Data items:
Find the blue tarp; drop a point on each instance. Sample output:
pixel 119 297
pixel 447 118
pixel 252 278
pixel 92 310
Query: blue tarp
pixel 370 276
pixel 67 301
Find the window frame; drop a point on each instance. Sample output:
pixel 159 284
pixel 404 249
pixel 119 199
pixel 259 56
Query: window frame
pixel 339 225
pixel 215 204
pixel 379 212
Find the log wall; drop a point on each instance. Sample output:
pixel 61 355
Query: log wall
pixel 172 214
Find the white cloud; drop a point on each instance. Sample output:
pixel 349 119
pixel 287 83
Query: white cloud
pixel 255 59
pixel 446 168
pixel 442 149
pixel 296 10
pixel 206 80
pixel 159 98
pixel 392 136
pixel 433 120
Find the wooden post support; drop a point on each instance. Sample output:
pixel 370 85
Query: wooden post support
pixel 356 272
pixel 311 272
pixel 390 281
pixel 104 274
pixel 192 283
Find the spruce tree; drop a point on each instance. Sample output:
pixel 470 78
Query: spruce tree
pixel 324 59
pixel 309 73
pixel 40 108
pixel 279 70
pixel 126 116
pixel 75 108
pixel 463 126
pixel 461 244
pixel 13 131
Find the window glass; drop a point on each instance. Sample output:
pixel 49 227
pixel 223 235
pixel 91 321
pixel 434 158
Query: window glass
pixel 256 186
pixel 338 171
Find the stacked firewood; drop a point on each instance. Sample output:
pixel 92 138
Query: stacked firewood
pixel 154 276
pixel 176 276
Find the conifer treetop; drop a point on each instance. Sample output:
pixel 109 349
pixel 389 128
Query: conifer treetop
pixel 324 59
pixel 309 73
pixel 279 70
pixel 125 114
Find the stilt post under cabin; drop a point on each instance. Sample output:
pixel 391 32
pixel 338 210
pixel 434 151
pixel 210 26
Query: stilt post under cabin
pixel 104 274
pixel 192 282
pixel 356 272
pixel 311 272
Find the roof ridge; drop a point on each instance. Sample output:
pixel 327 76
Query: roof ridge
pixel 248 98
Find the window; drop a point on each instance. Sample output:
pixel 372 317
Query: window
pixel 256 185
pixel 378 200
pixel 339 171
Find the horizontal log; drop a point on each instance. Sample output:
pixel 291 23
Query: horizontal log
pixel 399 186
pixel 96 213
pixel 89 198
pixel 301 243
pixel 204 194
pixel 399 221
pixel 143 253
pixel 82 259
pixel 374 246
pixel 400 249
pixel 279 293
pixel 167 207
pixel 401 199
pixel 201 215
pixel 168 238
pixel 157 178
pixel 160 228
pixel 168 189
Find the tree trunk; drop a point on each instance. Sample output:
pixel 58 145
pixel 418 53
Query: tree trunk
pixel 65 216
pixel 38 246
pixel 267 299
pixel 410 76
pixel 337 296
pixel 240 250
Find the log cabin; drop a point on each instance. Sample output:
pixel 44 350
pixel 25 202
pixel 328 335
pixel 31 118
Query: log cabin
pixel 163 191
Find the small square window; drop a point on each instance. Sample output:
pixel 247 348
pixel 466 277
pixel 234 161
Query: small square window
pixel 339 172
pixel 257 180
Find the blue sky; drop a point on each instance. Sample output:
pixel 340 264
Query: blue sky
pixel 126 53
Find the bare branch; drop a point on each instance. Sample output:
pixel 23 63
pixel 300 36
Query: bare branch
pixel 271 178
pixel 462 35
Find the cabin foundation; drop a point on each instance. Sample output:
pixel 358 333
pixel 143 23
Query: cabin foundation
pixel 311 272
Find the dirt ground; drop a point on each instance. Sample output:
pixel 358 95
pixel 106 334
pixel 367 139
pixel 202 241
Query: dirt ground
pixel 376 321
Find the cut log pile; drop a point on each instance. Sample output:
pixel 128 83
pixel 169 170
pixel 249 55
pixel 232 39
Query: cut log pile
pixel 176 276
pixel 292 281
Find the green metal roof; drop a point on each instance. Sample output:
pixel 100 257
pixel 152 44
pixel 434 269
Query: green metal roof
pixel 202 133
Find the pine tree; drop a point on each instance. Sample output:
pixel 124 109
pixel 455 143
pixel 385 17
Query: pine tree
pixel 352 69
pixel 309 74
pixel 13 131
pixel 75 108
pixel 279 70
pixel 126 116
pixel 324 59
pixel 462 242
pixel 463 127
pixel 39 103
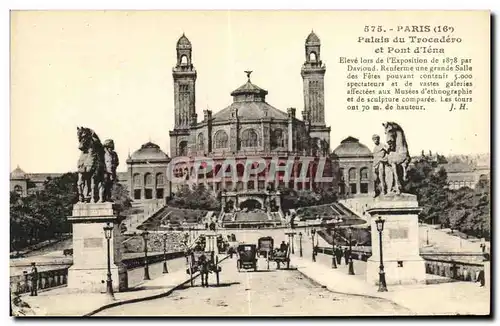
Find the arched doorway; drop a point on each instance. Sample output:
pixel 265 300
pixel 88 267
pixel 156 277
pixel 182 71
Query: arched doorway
pixel 250 205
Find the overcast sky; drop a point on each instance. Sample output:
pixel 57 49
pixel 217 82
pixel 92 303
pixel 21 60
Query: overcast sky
pixel 112 72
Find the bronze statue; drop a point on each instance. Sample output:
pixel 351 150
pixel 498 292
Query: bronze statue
pixel 96 167
pixel 380 152
pixel 398 157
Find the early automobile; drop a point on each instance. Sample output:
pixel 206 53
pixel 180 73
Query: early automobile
pixel 247 257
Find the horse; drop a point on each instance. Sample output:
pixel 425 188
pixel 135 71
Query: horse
pixel 398 156
pixel 90 166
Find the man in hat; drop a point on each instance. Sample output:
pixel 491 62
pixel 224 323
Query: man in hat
pixel 111 163
pixel 34 280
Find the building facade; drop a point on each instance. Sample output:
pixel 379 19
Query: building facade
pixel 295 150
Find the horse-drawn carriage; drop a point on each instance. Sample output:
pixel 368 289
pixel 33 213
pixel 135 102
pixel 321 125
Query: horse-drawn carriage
pixel 279 255
pixel 247 257
pixel 205 262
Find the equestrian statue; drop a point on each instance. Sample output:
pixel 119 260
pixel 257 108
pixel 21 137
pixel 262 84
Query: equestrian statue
pixel 391 160
pixel 96 167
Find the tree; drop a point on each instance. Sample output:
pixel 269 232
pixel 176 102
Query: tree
pixel 466 210
pixel 43 215
pixel 430 187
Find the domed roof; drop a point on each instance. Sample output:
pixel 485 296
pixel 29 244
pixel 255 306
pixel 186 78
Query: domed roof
pixel 149 151
pixel 183 42
pixel 17 173
pixel 352 147
pixel 249 88
pixel 312 39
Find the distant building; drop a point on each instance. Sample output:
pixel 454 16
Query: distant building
pixel 25 184
pixel 247 127
pixel 355 168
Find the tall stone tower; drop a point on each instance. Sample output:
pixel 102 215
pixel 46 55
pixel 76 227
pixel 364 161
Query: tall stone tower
pixel 184 76
pixel 313 75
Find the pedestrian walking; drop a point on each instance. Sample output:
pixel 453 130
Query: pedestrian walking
pixel 480 278
pixel 204 270
pixel 338 254
pixel 34 280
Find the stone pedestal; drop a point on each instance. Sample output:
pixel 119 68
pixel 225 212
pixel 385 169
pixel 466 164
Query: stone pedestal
pixel 89 270
pixel 400 241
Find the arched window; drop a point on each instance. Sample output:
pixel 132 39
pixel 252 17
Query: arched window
pixel 352 174
pixel 183 148
pixel 316 146
pixel 160 179
pixel 201 141
pixel 363 174
pixel 137 180
pixel 18 190
pixel 277 139
pixel 249 138
pixel 220 139
pixel 148 180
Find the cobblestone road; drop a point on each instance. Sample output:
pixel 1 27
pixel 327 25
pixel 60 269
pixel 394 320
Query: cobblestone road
pixel 262 293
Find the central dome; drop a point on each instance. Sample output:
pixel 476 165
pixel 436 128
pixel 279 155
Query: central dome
pixel 352 147
pixel 183 42
pixel 312 39
pixel 249 103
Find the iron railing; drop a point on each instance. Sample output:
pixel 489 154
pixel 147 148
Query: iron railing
pixel 44 280
pixel 447 265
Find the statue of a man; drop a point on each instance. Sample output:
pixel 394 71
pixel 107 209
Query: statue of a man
pixel 379 162
pixel 111 163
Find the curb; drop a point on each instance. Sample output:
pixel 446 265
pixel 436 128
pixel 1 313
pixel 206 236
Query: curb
pixel 152 297
pixel 368 296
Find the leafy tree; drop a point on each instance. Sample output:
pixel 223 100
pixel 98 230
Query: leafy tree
pixel 430 187
pixel 466 210
pixel 43 215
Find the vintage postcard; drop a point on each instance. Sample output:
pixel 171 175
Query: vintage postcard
pixel 250 163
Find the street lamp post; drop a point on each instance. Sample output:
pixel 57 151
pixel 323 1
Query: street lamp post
pixel 382 287
pixel 332 231
pixel 145 235
pixel 165 268
pixel 300 244
pixel 313 232
pixel 109 282
pixel 351 266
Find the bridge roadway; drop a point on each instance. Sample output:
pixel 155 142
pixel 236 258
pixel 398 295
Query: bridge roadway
pixel 261 293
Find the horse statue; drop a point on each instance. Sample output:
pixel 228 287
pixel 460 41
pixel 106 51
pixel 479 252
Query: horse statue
pixel 91 166
pixel 398 157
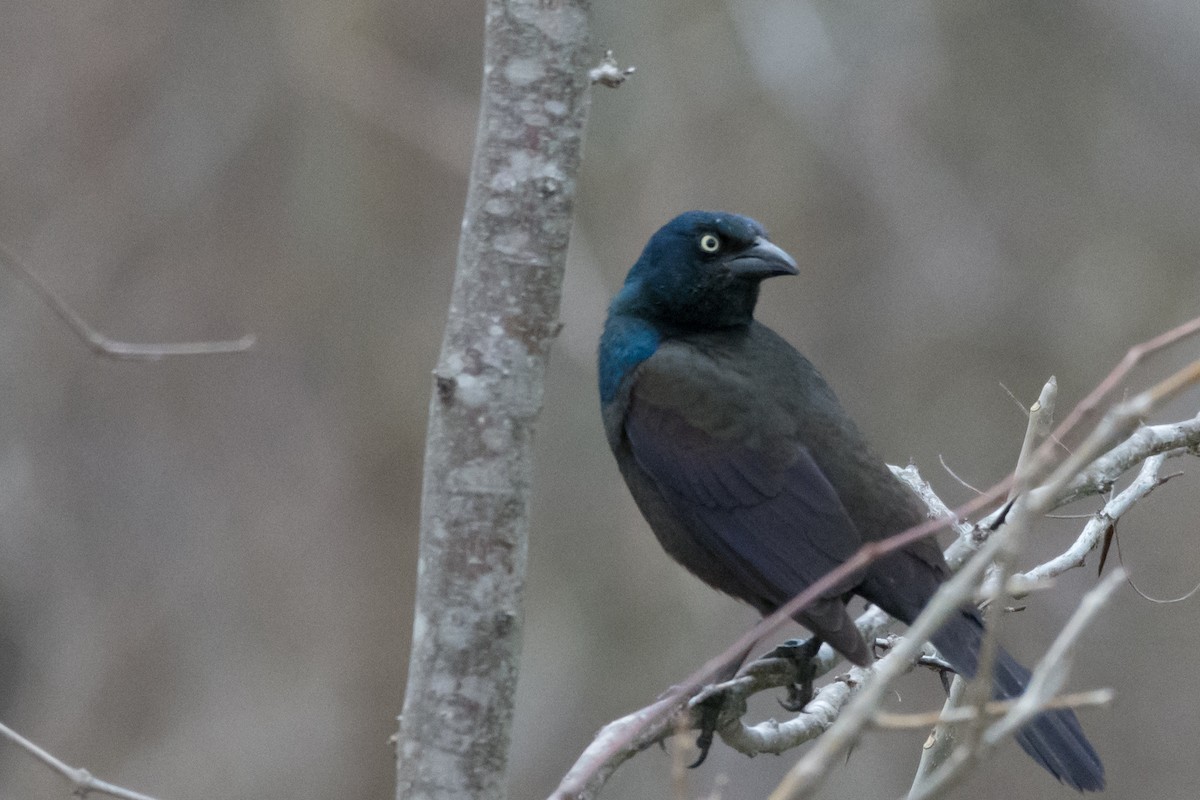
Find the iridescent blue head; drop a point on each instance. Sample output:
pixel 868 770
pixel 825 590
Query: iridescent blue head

__Description of the task__. Return the lines from the one containing "Find the early" through the one containing "pixel 90 166", copied unchanged, both ends included.

__Answer for the task__.
Find the early automobile; drop a point on each instance. Sample output:
pixel 206 53
pixel 180 73
Query: early automobile
pixel 247 257
Find the horse; drop a point on each instance. Sample output:
pixel 425 188
pixel 135 71
Query: horse
pixel 398 156
pixel 90 166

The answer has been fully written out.